■ THE TASK
Below are the records. Retype exactly the lines between the lines holding "Can you find the palm tree?" and "Can you find the coconut", inclusive.

Point-per-instance localization data:
========

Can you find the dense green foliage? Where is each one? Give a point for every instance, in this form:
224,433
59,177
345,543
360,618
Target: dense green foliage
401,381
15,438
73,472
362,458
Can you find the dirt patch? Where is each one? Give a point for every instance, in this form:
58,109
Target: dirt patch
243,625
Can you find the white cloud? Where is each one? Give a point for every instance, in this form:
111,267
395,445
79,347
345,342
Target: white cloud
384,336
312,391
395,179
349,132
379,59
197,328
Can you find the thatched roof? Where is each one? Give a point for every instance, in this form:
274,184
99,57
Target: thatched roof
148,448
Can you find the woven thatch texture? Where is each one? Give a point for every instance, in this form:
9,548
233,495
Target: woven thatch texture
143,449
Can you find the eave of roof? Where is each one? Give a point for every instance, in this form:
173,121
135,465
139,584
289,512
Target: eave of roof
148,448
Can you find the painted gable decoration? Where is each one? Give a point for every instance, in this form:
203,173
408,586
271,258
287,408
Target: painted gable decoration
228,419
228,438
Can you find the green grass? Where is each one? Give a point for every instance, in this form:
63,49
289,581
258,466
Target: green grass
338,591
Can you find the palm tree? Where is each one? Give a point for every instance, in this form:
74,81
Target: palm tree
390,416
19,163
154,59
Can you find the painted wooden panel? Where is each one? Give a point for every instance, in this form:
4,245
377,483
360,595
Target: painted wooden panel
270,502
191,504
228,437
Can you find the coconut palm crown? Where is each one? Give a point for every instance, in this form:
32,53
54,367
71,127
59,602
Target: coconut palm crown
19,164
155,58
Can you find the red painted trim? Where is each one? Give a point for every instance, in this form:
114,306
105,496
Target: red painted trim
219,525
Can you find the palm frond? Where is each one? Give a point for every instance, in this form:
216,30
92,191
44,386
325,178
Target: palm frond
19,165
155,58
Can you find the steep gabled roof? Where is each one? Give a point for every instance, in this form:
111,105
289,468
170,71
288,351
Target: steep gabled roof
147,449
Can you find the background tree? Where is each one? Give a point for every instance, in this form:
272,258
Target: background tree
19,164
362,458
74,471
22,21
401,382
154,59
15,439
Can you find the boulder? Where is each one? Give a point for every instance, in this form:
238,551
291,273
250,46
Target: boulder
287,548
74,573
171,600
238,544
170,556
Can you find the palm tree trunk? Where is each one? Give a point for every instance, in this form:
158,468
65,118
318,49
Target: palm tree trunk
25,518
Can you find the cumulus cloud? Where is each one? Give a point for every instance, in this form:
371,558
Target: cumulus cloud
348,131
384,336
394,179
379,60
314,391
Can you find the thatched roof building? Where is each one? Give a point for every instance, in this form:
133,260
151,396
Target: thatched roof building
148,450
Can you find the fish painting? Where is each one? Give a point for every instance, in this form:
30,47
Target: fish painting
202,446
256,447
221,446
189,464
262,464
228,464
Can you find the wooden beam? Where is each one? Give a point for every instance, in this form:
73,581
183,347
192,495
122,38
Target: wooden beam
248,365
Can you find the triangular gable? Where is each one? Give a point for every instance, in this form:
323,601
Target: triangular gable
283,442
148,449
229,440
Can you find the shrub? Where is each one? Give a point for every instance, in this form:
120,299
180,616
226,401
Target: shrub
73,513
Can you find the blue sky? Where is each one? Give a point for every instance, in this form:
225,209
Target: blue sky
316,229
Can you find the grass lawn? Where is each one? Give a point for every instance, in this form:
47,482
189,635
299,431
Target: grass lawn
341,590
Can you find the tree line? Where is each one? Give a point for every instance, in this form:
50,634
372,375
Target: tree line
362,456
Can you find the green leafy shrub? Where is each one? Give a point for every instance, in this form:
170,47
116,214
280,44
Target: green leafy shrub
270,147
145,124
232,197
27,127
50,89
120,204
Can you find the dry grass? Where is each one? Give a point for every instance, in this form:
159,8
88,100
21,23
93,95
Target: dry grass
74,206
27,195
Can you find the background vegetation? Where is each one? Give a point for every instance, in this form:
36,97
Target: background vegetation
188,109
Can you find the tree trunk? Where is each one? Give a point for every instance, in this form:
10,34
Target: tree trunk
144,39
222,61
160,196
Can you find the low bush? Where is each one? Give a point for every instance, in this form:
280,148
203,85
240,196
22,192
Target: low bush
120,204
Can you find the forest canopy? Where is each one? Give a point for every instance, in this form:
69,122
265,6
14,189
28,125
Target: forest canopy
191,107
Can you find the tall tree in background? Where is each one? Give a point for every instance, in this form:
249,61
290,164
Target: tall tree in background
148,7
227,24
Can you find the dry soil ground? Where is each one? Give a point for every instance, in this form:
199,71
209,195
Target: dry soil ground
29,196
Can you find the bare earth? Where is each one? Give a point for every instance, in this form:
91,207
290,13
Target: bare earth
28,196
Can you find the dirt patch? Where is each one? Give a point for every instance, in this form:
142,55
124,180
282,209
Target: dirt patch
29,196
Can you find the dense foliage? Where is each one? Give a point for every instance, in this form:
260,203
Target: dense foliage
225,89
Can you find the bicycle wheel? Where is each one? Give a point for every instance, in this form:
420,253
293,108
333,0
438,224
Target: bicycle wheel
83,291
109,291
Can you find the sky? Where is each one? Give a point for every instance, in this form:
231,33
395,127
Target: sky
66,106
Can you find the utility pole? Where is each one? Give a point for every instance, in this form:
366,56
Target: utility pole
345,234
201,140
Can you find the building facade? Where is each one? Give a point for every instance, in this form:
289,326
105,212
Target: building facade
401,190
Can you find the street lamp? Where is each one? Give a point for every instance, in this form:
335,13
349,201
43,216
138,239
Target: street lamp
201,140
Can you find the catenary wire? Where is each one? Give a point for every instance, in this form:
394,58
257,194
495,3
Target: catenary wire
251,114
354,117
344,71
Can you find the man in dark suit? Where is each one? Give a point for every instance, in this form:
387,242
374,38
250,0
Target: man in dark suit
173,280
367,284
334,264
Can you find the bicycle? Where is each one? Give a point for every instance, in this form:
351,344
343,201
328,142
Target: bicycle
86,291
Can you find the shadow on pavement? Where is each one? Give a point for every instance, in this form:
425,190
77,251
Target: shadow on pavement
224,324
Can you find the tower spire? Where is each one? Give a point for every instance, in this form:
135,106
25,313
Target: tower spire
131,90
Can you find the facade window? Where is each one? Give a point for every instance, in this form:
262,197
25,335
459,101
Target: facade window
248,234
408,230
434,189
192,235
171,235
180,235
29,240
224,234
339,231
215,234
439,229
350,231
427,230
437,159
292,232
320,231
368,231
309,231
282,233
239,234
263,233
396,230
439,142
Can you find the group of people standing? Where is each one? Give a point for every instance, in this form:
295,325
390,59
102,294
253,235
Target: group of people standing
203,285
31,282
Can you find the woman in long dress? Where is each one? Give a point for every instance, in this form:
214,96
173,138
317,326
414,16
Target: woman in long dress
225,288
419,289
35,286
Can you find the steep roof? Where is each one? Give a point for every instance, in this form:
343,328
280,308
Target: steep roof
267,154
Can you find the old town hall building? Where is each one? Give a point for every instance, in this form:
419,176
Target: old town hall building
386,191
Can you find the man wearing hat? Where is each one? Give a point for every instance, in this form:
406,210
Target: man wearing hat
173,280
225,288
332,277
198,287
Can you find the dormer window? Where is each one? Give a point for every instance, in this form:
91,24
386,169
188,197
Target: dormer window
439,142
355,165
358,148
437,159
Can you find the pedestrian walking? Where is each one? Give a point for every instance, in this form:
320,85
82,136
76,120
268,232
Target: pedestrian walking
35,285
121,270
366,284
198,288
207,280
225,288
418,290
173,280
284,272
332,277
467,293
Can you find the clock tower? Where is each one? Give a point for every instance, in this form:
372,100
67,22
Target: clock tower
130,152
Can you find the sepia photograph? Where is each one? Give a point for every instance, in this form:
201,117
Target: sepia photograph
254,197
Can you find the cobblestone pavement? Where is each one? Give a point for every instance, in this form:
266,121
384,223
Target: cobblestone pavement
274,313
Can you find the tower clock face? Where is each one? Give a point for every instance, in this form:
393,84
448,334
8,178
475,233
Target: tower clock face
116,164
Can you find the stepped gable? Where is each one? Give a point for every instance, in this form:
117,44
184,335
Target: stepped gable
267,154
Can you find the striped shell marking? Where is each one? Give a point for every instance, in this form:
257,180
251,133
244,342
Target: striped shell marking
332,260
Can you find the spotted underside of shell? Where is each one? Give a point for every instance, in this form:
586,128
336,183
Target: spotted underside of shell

========

■ ANSWER SPACE
Can you find the palm tree? Where is each one? Give a point for every instance, in this form:
74,81
Target: palm tree
390,416
19,163
154,59
Can you find the painted wooden panel? Where is each one? Give a point for every instance, in this form:
4,245
377,483
360,595
Target: painted wooden panel
270,502
191,504
228,437
Can you find the coconut palm crown? Where is each one? Give a point for every instance, in this form:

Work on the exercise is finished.